Aufgabe 1:
Geben Sie den Übungstext von „Nordkoreas Atomtests - Gefahr“ bis „nuklear verseucht sein.“ wortgetreu wieder.
Aufgabe 2:
Zählen Sie alle Orts- und Ländernamen auf, die im Übungstext vorkommen.
Aufgabe 3:
Welche Sprengkraft hatte laut Übungstext die im September gezündete Wasserstoffbombe?

Übungstext:
<<<<

Nordkoreas Atomtests - Gefahr für die Region
20. November 2017Erst in ihrer Wahlheimat Seoul haben sich die Erinnerungen von Lee Jeong-hwa wie Puzzle-Teile zusammengefügt. Die Mittvierzigerin stammt aus der Ortschaft Kilju in Nordkorea, im bergigen Nordosten des Landes. Das nukleare Testgelände nur wenige Kilometer entfernt hielt sie damals nur für einen gewöhnlichen Militärstützpunkt; das Zittern der Erde nach den ersten zwei Atomtests für natürliche Beben. "Und dann waren da plötzlich diese vielen Erkrankungen, für die uns keiner der Ärzte eine Diagnose geben konnte", erinnert sie sich. Sieben Jahre nach Lee Jeong-hwas Flucht aus Nordkorea befürchtet sie: Ihre Heimatregion könnte nuklear verseucht sein.
Insgesamt sechs Atomtests hat die Kim-Dynastie seit 2006 bis jetzt durchführen lassen, alle davon auf demselben Testgelände in Punggye-ri, dessen Tunnel bis zu zwei Kilometer unter die Erdoberfläche reichen. Die Zündung einer (wahrscheinlich "unechten") Wasserstoffbombe im September war der bisherige Höhepunkt des nordkoreanischen Atomprogramms: Mit einer Sprengkraft von bis zu 200 Kilotonnen war sie mächtiger als alle bisherigen Tests zusammen. Sie löste nicht nur massive Erdrutsche vor Ort aus, sondern auch ein Beben der Stärke 6,1 auf der Richter-Skala, das elf Minuten später noch von einer Messstation im Bayerischen Wald erfasst wurde.

>>>>

Datensätze aus einer Sammlung
<<<<

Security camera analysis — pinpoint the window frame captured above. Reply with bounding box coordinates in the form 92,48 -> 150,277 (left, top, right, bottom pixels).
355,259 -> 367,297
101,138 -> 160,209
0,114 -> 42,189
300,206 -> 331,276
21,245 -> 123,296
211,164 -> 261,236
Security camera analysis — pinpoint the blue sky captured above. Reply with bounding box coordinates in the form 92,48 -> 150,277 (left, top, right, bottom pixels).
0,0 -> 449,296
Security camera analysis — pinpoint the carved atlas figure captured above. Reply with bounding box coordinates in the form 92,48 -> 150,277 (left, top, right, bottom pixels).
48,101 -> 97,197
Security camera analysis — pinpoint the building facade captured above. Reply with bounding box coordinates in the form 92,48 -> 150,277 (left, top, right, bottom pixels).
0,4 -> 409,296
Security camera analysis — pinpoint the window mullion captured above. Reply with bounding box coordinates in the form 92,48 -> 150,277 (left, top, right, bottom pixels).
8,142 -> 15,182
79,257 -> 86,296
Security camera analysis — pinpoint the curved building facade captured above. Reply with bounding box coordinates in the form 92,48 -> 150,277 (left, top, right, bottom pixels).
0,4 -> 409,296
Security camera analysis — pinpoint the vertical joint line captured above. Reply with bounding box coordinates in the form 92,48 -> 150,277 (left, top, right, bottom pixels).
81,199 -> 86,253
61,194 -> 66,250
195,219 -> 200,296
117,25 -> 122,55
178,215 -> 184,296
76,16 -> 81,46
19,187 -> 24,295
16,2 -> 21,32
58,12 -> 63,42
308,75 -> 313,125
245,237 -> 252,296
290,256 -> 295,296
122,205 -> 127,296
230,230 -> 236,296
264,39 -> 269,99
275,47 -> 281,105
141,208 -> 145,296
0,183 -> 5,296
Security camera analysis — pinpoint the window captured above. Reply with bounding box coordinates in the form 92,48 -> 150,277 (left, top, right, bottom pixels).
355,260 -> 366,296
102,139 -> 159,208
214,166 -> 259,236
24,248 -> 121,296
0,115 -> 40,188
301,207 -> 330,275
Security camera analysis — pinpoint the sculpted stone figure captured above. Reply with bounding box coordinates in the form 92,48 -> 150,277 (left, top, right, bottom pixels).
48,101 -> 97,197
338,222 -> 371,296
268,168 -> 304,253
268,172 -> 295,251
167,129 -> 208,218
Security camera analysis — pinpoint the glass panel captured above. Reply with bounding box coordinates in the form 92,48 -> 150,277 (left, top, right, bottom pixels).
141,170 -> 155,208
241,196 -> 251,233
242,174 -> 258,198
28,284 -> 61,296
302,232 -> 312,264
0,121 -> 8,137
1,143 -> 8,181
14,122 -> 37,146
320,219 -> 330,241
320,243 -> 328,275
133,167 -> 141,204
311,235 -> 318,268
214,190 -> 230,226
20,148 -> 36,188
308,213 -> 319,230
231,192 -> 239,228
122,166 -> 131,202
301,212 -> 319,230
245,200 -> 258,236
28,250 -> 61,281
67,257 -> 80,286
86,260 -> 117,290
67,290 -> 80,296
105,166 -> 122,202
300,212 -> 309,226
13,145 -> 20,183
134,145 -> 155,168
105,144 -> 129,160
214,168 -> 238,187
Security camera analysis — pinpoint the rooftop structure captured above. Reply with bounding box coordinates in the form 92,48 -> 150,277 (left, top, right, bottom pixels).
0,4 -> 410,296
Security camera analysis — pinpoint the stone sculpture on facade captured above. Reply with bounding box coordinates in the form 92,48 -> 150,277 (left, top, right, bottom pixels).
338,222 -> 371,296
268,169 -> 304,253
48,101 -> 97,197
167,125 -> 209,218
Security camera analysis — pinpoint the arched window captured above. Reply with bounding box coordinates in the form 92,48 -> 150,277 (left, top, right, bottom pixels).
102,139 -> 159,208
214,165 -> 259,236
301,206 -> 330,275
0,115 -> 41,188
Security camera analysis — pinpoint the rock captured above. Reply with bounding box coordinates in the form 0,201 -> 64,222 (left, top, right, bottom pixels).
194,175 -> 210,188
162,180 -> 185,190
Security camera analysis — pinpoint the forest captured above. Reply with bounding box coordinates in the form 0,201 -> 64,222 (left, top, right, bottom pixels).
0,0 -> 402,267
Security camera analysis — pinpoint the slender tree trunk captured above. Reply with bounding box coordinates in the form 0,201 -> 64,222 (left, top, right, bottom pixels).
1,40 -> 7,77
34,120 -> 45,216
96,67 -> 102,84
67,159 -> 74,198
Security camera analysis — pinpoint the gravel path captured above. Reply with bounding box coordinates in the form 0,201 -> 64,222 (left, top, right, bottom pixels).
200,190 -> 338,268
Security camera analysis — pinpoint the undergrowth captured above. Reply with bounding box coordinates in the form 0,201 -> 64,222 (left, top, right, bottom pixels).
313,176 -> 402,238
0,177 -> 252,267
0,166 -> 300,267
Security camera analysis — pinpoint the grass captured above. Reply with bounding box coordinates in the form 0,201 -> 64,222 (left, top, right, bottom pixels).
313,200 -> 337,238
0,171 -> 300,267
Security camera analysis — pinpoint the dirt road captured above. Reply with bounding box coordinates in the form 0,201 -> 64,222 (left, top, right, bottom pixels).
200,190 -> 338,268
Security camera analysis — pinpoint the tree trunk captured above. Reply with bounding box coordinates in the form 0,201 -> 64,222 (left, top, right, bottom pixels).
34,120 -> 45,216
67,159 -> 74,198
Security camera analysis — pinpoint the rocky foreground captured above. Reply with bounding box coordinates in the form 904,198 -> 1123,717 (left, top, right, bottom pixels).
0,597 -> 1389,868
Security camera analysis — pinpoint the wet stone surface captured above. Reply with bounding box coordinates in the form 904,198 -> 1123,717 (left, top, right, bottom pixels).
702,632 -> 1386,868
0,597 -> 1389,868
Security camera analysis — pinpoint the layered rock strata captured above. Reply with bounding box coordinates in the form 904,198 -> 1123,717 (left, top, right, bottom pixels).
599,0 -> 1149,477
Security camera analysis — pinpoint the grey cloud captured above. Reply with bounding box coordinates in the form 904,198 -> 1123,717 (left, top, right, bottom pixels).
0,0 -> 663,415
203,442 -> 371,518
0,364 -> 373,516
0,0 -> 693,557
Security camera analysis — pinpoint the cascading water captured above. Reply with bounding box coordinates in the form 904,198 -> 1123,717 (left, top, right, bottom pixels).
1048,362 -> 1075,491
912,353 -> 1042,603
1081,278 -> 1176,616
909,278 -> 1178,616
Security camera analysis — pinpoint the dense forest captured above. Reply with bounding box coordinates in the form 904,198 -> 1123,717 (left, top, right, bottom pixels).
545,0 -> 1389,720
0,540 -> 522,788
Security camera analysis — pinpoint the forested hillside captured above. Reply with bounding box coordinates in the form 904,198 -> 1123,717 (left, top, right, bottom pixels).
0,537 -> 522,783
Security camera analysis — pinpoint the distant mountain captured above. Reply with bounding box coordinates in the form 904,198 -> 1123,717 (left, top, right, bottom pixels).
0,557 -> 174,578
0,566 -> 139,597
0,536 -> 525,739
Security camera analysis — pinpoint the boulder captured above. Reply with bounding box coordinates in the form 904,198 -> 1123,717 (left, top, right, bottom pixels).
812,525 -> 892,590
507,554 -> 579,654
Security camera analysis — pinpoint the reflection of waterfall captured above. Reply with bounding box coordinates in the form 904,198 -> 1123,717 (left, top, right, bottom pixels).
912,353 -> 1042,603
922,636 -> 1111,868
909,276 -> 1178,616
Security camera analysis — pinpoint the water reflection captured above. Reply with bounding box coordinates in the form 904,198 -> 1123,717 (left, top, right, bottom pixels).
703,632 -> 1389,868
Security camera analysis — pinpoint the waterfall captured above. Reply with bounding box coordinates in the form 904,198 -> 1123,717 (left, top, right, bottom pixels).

>>>>

Erwartete Antwort 1:
Nordkoreas Atomtests - Gefahr für die Region
20. November 2017Erst in ihrer Wahlheimat Seoul haben sich die Erinnerungen von Lee Jeong-hwa wie Puzzle-Teile zusammengefügt. Die Mittvierzigerin stammt aus der Ortschaft Kilju in Nordkorea, im bergigen Nordosten des Landes. Das nukleare Testgelände nur wenige Kilometer entfernt hielt sie damals nur für einen gewöhnlichen Militärstützpunkt; das Zittern der Erde nach den ersten zwei Atomtests für natürliche Beben. "Und dann waren da plötzlich diese vielen Erkrankungen, für die uns keiner der Ärzte eine Diagnose geben konnte", erinnert sie sich. Sieben Jahre nach Lee Jeong-hwas Flucht aus Nordkorea befürchtet sie: Ihre Heimatregion könnte nuklear verseucht sein.

Erwartete Antwort 2:
Seoul, Kilju, Nordkorea, Punggye-ri, Bayerischer Wald

Erwartete Antwort 3:
Bis zu 200 Kilotonnen.